EXCERTO DO DOCUMENTO ▸
>>>>>

A Novidade de um Messianismo Não-Violento...

Domingo XXIX do Tempo Comum (B)
1ª Leitura - Do Livro de Isaías
Mas aprouve ao Senhor esmagá-lo com sofrimento, para que a sua vida fosse um sacrifício de reparação. Terá uma posteridade duradoura e viverá longos dias, e o desígnio do Senhor realizar-se-á por meio dele. Por causa dos trabalhos da sua vida verá a luz. O meu servo ficará satisfeito com a experiência que teve. Ele, o justo, justificará a muitos, porque carregou com o crime deles.
2ª Leitura - Da Carta aos Hebreus
Uma vez que temos um grande Sumo Sacerdote que atravessou os céus, Jesus, o Filho de Deus, conservemos firme a fé que professamos. De facto, não temos um Sumo Sacerdote que não possa compadecer-se das nossas fraquezas, pois Ele foi provado em tudo como nós, excepto no pecado. Aproximemo-nos, então, com grande confiança, do trono da graça, a fim de alcançar misericórdia e encontrar graça para uma ajuda oportuna.

<<<<<

LINHAS DE DADOS ▸
>>>>>

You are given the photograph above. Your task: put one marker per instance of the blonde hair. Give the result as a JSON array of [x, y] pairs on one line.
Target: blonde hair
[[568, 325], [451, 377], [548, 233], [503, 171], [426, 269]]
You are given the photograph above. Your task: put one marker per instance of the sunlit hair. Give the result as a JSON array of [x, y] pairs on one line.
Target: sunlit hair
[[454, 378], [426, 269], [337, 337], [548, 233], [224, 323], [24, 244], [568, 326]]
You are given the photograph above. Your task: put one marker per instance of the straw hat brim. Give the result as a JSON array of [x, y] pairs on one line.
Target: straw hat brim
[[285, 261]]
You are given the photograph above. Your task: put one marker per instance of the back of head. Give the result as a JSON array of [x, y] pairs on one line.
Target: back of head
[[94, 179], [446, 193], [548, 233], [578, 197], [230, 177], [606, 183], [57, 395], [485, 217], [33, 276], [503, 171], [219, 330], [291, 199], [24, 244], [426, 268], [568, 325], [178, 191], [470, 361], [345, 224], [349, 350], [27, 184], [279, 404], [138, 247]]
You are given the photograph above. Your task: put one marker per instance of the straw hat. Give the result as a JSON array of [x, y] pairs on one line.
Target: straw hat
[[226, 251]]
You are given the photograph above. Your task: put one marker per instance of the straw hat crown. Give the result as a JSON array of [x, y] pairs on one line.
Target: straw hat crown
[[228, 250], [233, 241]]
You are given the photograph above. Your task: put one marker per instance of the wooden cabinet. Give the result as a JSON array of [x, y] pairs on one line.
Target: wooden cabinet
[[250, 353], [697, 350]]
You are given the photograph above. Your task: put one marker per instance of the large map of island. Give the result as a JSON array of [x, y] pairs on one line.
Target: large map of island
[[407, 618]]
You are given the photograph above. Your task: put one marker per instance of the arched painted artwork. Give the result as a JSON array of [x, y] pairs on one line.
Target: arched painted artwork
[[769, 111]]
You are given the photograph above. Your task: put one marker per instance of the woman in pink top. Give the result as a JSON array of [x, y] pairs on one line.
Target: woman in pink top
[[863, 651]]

<<<<<

OBJETIVO DO EXERCÍCIO ▸
1) Reproduza do excerto, sem qualquer alteração, o trecho que começa pelas palavras que contêm "Domingo XXIX do" e termina em "o crime deles.".
2) Responda às perguntas seguintes com base no excerto.
(a) De que livro é tirada a 1ª Leitura?
(b) Segundo a 2ª Leitura, em que é que o Sumo Sacerdote não foi provado como nós?
(c) Segundo a 1ª Leitura, porque é que o justo justificará a muitos?

RESPOSTAS ÀS TAREFAS ▸
1)
Domingo XXIX do Tempo Comum (B)
1ª Leitura - Do Livro de Isaías
Mas aprouve ao Senhor esmagá-lo com sofrimento, para que a sua vida fosse um sacrifício de reparação. Terá uma posteridade duradoura e viverá longos dias, e o desígnio do Senhor realizar-se-á por meio dele. Por causa dos trabalhos da sua vida verá a luz. O meu servo ficará satisfeito com a experiência que teve. Ele, o justo, justificará a muitos, porque carregou com o crime deles.

2)
(a) Do Livro de Isaías.
(b) No pecado.
(c) Porque carregou com o crime deles.